**Exercise details**
Go through the entries below and return every line that contains "pixel".

────────────────

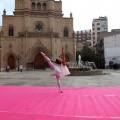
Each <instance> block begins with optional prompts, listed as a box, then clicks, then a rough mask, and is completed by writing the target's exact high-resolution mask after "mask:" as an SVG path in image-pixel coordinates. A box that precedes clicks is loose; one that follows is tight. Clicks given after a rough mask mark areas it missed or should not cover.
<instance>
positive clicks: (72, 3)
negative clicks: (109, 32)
mask: <svg viewBox="0 0 120 120" xmlns="http://www.w3.org/2000/svg"><path fill="white" fill-rule="evenodd" d="M56 1H59V0H56ZM61 1H62V13H63V14H64V16H63V17H70V12H71V13H72V14H73V24H74V31H80V30H86V29H92V21H93V19H95V18H99V16H102V17H104V16H107V18H108V30H109V31H111V29H120V14H119V11H120V4H119V1H120V0H61ZM14 4H15V0H0V26H2V14H3V10H4V9H6V14H7V15H13V11H14V6H15V5H14Z"/></svg>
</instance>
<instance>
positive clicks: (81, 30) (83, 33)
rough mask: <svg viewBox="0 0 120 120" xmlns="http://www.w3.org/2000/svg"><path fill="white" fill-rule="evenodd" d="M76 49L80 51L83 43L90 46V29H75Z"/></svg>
mask: <svg viewBox="0 0 120 120" xmlns="http://www.w3.org/2000/svg"><path fill="white" fill-rule="evenodd" d="M75 40H76V51H81V50H82V48H83V46H84V45H87V46H89V47H91V46H92V40H91V29H89V30H81V31H75Z"/></svg>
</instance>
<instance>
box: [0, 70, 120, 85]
mask: <svg viewBox="0 0 120 120" xmlns="http://www.w3.org/2000/svg"><path fill="white" fill-rule="evenodd" d="M103 73H105V75H97V76H65V77H62V78H61V84H62V87H102V86H120V70H117V71H116V70H111V69H107V70H103ZM0 85H1V86H56V78H55V74H54V71H52V70H50V69H48V70H45V71H44V70H37V71H23V72H22V73H20V72H18V71H10V72H9V73H6V72H0Z"/></svg>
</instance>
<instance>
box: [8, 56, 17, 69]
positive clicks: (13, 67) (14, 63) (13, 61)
mask: <svg viewBox="0 0 120 120" xmlns="http://www.w3.org/2000/svg"><path fill="white" fill-rule="evenodd" d="M8 65H9V66H10V69H14V68H15V60H14V57H13V56H12V55H10V56H9V57H8Z"/></svg>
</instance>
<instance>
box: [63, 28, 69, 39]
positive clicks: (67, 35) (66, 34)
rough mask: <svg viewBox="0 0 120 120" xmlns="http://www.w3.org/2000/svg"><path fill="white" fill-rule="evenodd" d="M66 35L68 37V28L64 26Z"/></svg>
mask: <svg viewBox="0 0 120 120" xmlns="http://www.w3.org/2000/svg"><path fill="white" fill-rule="evenodd" d="M64 37H68V29H67V28H64Z"/></svg>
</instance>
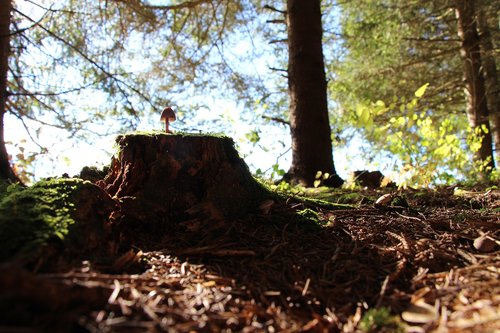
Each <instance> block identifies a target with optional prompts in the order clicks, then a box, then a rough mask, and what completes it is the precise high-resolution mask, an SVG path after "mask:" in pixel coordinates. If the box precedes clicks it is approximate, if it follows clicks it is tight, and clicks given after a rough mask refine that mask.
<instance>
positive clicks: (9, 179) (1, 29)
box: [0, 0, 19, 182]
mask: <svg viewBox="0 0 500 333" xmlns="http://www.w3.org/2000/svg"><path fill="white" fill-rule="evenodd" d="M11 11H12V3H11V1H10V0H0V179H4V180H10V181H15V182H18V181H19V179H18V178H17V176H16V175H15V174H14V172H13V171H12V168H11V167H10V163H9V155H8V154H7V149H6V147H5V137H4V115H5V112H6V110H7V105H6V104H7V73H8V71H9V53H10V15H11Z"/></svg>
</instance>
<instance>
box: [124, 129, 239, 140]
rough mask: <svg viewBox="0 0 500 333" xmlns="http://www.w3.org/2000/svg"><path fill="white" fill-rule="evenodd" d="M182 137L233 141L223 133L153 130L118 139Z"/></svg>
mask: <svg viewBox="0 0 500 333" xmlns="http://www.w3.org/2000/svg"><path fill="white" fill-rule="evenodd" d="M161 135H165V136H180V137H183V138H189V137H193V138H199V137H214V138H221V139H230V140H231V141H232V140H233V139H232V138H231V137H229V136H227V135H225V134H222V133H188V132H174V133H165V131H160V130H151V131H135V132H129V133H125V134H122V135H119V136H118V137H117V140H118V138H120V137H125V136H126V137H130V136H150V137H155V136H161Z"/></svg>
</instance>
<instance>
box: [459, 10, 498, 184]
mask: <svg viewBox="0 0 500 333" xmlns="http://www.w3.org/2000/svg"><path fill="white" fill-rule="evenodd" d="M455 9H456V14H457V18H458V35H459V37H460V39H461V40H462V45H461V49H460V55H461V57H462V63H463V71H464V80H465V94H466V96H467V116H468V119H469V125H470V126H471V128H473V129H474V130H477V129H478V128H479V129H482V128H484V129H485V131H481V132H480V133H481V138H482V141H481V147H480V148H479V150H478V151H477V152H475V160H476V161H480V162H482V163H485V166H486V168H485V172H484V173H485V174H488V173H489V172H491V170H492V169H493V168H494V167H495V164H494V158H493V142H492V137H491V130H490V126H489V112H488V106H487V103H486V89H485V82H484V77H483V75H482V74H481V53H480V47H479V45H480V40H479V35H478V33H477V26H476V20H475V14H476V13H475V8H474V0H457V1H456V8H455ZM483 176H484V175H483Z"/></svg>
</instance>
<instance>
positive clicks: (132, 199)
mask: <svg viewBox="0 0 500 333" xmlns="http://www.w3.org/2000/svg"><path fill="white" fill-rule="evenodd" d="M116 142H117V144H118V146H119V153H118V157H117V158H113V160H112V163H111V167H110V170H109V173H108V174H107V176H106V177H105V178H104V180H102V181H100V182H99V183H98V185H99V186H100V187H102V188H104V189H105V190H106V191H107V192H108V193H109V194H110V195H111V196H113V197H115V198H117V199H118V201H119V202H120V204H121V211H122V212H124V213H125V212H126V214H127V215H128V216H129V217H130V216H134V217H135V219H136V220H140V221H142V222H152V221H156V222H163V221H166V220H169V221H185V220H189V219H191V218H194V217H203V218H207V219H226V218H237V217H239V216H242V215H244V214H247V213H249V212H251V211H254V210H255V209H256V207H257V206H258V205H259V204H260V203H262V201H264V200H265V199H266V198H267V197H269V196H270V194H269V192H268V191H267V190H266V189H265V188H264V187H263V186H262V185H261V184H260V183H258V182H257V181H256V180H255V179H254V178H253V177H252V175H251V174H250V171H249V169H248V166H247V165H246V164H245V162H244V161H243V159H241V158H240V157H239V155H238V152H237V151H236V149H235V148H234V142H233V140H232V139H231V138H228V137H221V136H207V135H195V134H166V133H160V132H153V133H145V134H142V133H141V134H129V135H121V136H118V137H117V139H116Z"/></svg>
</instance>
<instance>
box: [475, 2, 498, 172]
mask: <svg viewBox="0 0 500 333" xmlns="http://www.w3.org/2000/svg"><path fill="white" fill-rule="evenodd" d="M477 28H478V32H479V38H480V40H481V51H482V53H481V57H482V61H483V73H484V78H485V84H486V101H487V105H488V111H489V113H490V127H491V134H492V136H493V141H494V143H495V158H496V160H495V161H496V165H498V163H500V87H499V86H498V73H497V66H496V61H495V50H494V48H493V43H492V41H491V32H490V28H489V24H488V17H487V16H486V10H485V8H479V9H478V10H477Z"/></svg>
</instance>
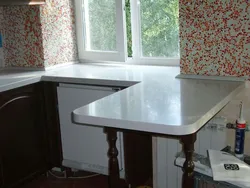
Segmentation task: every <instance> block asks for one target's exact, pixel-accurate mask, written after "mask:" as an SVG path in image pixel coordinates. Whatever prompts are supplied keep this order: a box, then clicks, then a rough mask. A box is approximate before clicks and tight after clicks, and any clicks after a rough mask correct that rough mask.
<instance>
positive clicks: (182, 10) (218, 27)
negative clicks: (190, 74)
mask: <svg viewBox="0 0 250 188" xmlns="http://www.w3.org/2000/svg"><path fill="white" fill-rule="evenodd" d="M179 19H180V41H181V73H183V74H201V75H222V76H244V75H250V53H249V52H250V1H249V0H228V1H225V0H196V1H194V0H180V18H179Z"/></svg>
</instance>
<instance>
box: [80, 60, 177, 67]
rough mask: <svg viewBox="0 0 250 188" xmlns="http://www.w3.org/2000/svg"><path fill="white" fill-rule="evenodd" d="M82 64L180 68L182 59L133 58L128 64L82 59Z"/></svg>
mask: <svg viewBox="0 0 250 188" xmlns="http://www.w3.org/2000/svg"><path fill="white" fill-rule="evenodd" d="M79 62H80V63H97V64H108V65H150V66H175V67H179V66H180V59H177V58H176V59H162V58H158V59H150V58H145V59H140V60H134V59H132V58H128V60H127V61H126V62H119V61H93V60H88V59H80V60H79Z"/></svg>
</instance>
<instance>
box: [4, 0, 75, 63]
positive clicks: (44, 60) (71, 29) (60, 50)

────────────────

**Answer section**
Each <instance> block begins with optional prompts, listed as a box, then clicks, then a rough mask, and is completed by writing the target's exact high-resolution mask after "mask:" as an SVG path in image-pixel coordinates. A box that precedes clicks is loose; one that follows is tight. Clicks given after a rough mask mark areas it missed or should not cover.
Each <instance> block identifies a target with optional prompts in the order clicks, then a box, then a rough mask, and what completes it is the precise high-resolution mask, an SVG path after "mask:" in pixel coordinates. If the box precedes clicks it is approximate, if it follows clicks it is tight, and clicks given after a rough mask refine that mask.
Segmentation task: every <instance> block asks for one target's exact, pixel-accurate mask, written after "mask:" as an SVG path in image pixel coordinates. Whatever prompts are supplied keep this order: a box, then clicks, then a rough mask. A box is approximate before clicks and tight after clicks, and any clicks after a rough mask correct that rough mask.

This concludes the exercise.